>> start Passage given

# Kage system 8 footer for New Holland ls 180



## skywalker (Nov 15, 2009)

will the Kage system 8 footer be a good fit for my Ls 180 New Holland, anyone running one and how much is the cost, thanks


----------



## PTSolutions (Dec 8, 2007)

8 footer should be fine on a 180. Kage has a quote system on their website.


----------



## xtreem3d (Nov 26, 2005)

i'm running 3... 9 footers on 185's and could easily push a 10. One of my subs is pushing my 9 footer with an S160 , no problems. i buy boss plows so i only know the Kage is about 2500.00 but contact Kristin for an exact quote,
Steve


----------



## skywalker (Nov 15, 2009)

so, just so i understand, your boss will fit the Kage pusher, right, if so will the Kage pusher fit on my XLS if i put one on my skid steer, if i ever figure it out


----------



## ff610 (Jan 9, 2009)

I have a Kage 10' on my Bobcat S650 and love it. Plenty of power to push it. My cost was $6000 shipped because I got a discount from the SIMA Symposium last year. Basically saved my shipping costs.


----------



## PTSolutions (Dec 8, 2007)

Not sure if the xls will work due to the wings steel being thinner and mounting the brackets might be an issue


----------



## fargosnowpro (Dec 4, 2010)

skywalker;1199315 said:


> so, just so i understand, your boss will fit the Kage pusher, right, if so *will the Kage pusher fit on my XLS* if i put one on my skid steer, if i ever figure it out


Why would you do that?! The XLS already has wings...

I was quoted $5600 for a 8' Kage and plow combo a couple weeks ago, ymmv depending on where your located and if there is a local dealer. The 8' should be a great match for that 180 you have.


----------

>> end Passage given

- [Tasks]
1. According to the thread, how much did the Kage 10' on the Bobcat S650 cost, shipped?
2. Copy the part of the thread that begins at the words "will the Kage system" and stops after "on their website.", renaming "footer" to "foot pusher" everywhere it appears.
The data that comes after the thread is separate material and has nothing to do with it.

>> start Rows

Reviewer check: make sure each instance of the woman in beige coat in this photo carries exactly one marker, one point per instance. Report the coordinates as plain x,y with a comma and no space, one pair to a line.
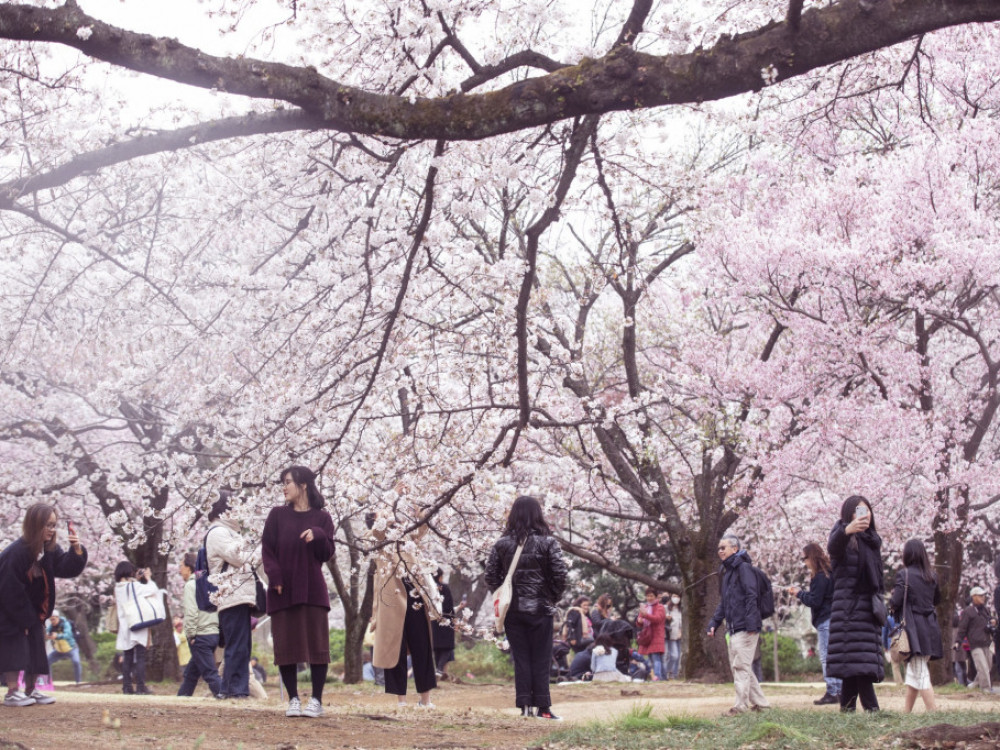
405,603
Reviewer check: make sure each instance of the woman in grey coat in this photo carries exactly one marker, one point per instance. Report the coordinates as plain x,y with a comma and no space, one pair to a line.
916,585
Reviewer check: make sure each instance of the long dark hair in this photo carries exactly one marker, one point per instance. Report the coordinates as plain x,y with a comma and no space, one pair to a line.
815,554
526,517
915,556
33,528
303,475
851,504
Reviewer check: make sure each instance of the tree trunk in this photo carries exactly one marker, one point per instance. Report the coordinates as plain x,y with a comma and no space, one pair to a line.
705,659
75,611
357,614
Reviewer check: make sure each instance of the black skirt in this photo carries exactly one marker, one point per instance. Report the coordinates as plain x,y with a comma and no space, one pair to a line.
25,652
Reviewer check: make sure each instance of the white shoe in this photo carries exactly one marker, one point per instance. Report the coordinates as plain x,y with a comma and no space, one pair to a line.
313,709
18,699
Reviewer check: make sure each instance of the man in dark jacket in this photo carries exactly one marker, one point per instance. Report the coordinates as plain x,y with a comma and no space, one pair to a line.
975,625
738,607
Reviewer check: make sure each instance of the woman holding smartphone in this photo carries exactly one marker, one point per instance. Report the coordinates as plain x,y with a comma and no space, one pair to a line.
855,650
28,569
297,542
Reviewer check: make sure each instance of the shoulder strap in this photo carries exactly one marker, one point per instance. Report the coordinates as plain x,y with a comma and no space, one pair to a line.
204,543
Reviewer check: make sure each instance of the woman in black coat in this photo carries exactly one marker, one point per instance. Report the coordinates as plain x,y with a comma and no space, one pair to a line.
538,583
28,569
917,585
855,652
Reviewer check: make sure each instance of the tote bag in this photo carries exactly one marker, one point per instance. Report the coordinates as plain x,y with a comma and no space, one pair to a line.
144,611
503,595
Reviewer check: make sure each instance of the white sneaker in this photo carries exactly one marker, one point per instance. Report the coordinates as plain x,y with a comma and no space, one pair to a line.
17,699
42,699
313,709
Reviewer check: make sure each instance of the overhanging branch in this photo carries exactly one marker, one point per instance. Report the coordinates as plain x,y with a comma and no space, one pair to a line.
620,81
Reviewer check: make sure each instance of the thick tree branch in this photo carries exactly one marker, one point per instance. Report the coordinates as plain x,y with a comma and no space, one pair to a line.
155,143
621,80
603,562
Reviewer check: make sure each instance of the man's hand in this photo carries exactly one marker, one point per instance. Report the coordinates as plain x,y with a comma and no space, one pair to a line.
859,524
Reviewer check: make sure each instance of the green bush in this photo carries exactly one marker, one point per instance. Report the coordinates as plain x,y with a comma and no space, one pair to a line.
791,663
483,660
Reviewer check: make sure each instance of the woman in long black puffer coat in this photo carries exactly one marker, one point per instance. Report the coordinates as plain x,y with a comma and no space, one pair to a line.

>> end Rows

- [The answers]
1. It cost $6000 shipped.

2.
will the Kage system 8 foot pusher be a good fit for my Ls 180 New Holland, anyone running one and how much is the cost, thanks


----------



## PTSolutions (Dec 8, 2007)

8 foot pusher should be fine on a 180. Kage has a quote system on their website.